# Page excerpt:
════════════════════

In our guest blog today Dr Lorna J Cole, Agricultural Ecologist, Scotland’s Rural College (SRUC), talks about how a diversity of well-connected, floristically-diverse, habitats will help to ensure that our countryside supports healthy pollinator populations
Insects that pollinate our flowers require a diversity of plants to sustain healthy populations. Plants provide pollinators with sugar-rich nectar to fuel flight and protein-rich pollen to help rear larvae. In return, flower visiting insects transfer pollen supporting plant reproduction. Foraging pollinators seek specific flowers to meet their nutritional demands, for example, knapweed and thistles are rich in nectar whereas clovers have protein-rich pollen. As plant species flower at different points in the season, a diversity of flowering plants is required to ensure a continuous supply of pollen and nectar.
Different habitats support different flowering plants. Just think of heather moorland with its variety of heather species, bog asphodel and blaeberry, or species-rich grasslands colourful with ragged robin, devil’s bit scabious and red clover.

════════════════════

# Problems to solve:
A: Please reproduce the stretch of the pollinator blog post from "Different habitats support" through "and red clover." with no changes.
B: In the pollinator blog post, which plants are given as examples of nectar-rich flowers?

════════════════════

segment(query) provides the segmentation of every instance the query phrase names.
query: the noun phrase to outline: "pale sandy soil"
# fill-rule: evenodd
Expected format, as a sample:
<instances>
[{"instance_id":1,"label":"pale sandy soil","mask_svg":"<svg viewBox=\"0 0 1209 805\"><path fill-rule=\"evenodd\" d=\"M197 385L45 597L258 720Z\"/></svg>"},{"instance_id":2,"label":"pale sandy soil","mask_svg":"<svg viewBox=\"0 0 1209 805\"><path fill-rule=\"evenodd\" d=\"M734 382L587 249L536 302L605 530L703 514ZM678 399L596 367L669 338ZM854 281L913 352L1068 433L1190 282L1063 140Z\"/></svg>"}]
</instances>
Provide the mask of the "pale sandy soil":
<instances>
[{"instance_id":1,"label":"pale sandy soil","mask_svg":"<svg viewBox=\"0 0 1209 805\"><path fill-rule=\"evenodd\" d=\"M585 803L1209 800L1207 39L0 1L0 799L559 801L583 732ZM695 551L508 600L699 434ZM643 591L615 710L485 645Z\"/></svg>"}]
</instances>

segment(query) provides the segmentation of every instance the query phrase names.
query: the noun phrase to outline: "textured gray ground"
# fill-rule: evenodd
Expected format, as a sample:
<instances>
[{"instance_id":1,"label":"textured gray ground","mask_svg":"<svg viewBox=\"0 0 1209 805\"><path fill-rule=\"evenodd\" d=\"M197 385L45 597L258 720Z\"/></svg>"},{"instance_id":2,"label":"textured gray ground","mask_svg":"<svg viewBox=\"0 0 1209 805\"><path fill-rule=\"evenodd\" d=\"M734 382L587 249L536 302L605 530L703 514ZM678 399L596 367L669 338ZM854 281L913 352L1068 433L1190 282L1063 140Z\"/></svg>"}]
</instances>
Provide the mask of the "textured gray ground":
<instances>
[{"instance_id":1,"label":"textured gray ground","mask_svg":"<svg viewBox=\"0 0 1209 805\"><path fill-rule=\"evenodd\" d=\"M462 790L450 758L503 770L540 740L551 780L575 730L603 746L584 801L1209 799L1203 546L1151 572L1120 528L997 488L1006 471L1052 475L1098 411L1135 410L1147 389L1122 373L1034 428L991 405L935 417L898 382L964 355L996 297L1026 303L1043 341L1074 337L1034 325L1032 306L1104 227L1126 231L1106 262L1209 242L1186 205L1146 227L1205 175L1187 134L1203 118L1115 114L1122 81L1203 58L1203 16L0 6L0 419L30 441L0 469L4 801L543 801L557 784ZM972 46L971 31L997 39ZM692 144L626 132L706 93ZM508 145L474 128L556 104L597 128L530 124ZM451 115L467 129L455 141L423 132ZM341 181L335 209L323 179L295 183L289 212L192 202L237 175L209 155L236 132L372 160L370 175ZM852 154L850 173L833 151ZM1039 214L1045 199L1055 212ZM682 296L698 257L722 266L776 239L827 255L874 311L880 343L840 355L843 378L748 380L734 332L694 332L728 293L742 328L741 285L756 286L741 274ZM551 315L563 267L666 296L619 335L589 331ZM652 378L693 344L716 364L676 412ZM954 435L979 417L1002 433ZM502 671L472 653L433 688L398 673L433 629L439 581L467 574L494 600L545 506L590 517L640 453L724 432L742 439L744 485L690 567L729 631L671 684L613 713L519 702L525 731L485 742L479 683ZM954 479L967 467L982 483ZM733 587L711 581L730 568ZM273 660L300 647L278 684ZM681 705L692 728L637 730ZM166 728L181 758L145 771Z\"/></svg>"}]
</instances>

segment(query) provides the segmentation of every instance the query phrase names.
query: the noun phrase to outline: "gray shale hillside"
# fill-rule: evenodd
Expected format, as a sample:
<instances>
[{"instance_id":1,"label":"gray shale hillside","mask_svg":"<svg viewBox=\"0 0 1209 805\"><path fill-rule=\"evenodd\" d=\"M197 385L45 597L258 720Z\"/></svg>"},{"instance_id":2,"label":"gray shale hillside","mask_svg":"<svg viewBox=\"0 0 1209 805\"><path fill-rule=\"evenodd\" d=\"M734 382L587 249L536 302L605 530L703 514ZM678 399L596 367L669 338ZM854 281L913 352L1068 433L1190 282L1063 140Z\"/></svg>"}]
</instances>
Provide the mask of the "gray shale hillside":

════════════════════

# Answers by task:
A:
Different habitats support different flowering plants. Just think of heather moorland with its variety of heather species, bog asphodel and blaeberry, or species-rich grasslands colourful with ragged robin, devil’s bit scabious and red clover.

B: Knapweed and thistles.